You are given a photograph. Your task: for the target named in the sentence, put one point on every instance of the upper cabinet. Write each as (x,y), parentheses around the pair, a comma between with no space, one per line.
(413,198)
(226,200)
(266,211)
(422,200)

----

◆ **Work to complete**
Please rewrite the rows above with "upper cabinet" changed to "wall cabinet" and everything else left the same.

◆ **Exercise output**
You are given a photograph. Your task: for the target named in the sentence, put one point on every instance of the wall cabinet. Write each as (x,y), parentheses around the pair, a comma between with no space, one per line.
(413,198)
(226,200)
(266,211)
(422,200)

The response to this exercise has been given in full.